## [AIM]
Please convert the listing below into a JSON list of strings, one string per line, with blank lines omitted. Leave the pictures out of the answer.

## [INPUT FOR THIS TASK]
- - -

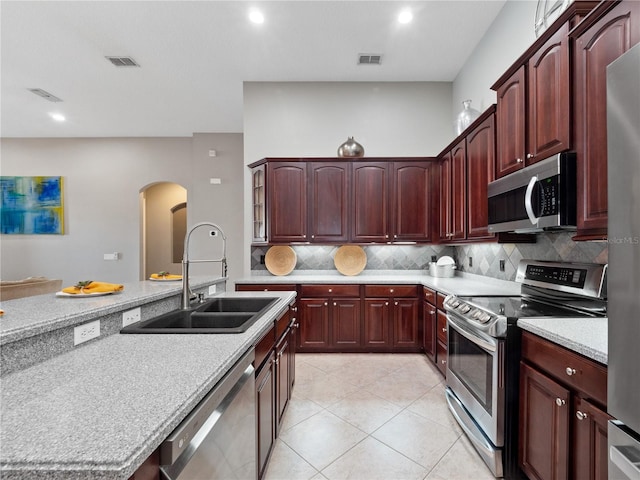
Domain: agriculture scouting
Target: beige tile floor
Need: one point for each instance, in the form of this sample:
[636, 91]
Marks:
[368, 417]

- - -

## [RESPONSE FOR THIS EXERCISE]
[
  "Domain: agriculture scouting",
  "Target: beige tile floor",
  "Need: one point for each instance, in the form of this sample:",
  "[636, 91]",
  "Marks:",
  "[368, 417]"
]